**Kutipan Teks:**
++++++++++

Kondisi ini pun memunculkan ungkapan, swarga nunut, nraka katut, artinya seorang wanita atau istri kebahagiaan atau kependeritaannya tergantung sepenuhnya pada lelaki. Hal itu pun kemudian semkain mempertegas kuatnya konstruksi budaya Jawa yang berkaitan dengan inferioritas perempuan sehingga perempuan digambarkan tidak memiliki peran sama sekali dalam mencapai kebahagiaan hidup, termasuk untuk dirinya sendiri.
Konsep budaya Jawa yang berkaitan dengan peran dan kedudukan perempuan itu telah berlangsung lama dan turun temurun, dan konsep tersebut termuat dalam serat-serat (kitab-kitab) yang ditulis oleh para raja maupun para pujangga. Misalnya saja, Serat Wulangreh Putri karya Sunan Pakubuwana IV dan Serat Candrarini karya Ranggawarsito.

++++++++++

**Kumpulan Latihan:**
1. Dalam kutipan teks tentang budaya Jawa, siapa penulis Serat Candrarini?
2. Tentukan apakah setiap pernyataan berikut sesuai dengan kutipan teks tentang budaya Jawa. Jawab ya atau tidak, lalu kutip kata-kata teks yang menentukannya.
(a) Ungkapan swarga nunut, nraka katut berarti bahagia atau menderitanya seorang istri sepenuhnya bergantung pada lelaki.
(b) Konsep tentang peran dan kedudukan perempuan dalam budaya Jawa baru muncul belakangan.
(c) Serat Wulangreh Putri ditulis oleh Ranggawarsito.
Gunakan hanya kutipan teks ini sebagai dasar jawaban.

Baris dataset:
++++++++++

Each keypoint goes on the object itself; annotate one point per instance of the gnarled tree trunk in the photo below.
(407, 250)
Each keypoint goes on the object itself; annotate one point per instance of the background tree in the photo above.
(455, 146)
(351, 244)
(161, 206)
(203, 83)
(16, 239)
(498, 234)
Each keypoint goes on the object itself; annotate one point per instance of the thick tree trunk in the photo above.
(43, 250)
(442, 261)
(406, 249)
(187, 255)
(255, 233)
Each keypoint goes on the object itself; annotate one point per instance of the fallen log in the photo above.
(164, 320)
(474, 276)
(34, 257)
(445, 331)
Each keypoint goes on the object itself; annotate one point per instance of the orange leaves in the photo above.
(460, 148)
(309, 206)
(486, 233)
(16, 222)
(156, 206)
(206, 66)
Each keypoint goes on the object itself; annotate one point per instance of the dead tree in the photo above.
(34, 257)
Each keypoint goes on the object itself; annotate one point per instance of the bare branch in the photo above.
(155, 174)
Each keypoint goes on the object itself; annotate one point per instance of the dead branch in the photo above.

++++++++++

**Jawaban Tiap Soal:**
1. Ranggawarsito.

2.
(a) Ya: "kebahagiaan atau kependeritaannya tergantung sepenuhnya pada lelaki".
(b) Tidak: "telah berlangsung lama dan turun temurun".
(c) Tidak: "Serat Wulangreh Putri karya Sunan Pakubuwana IV".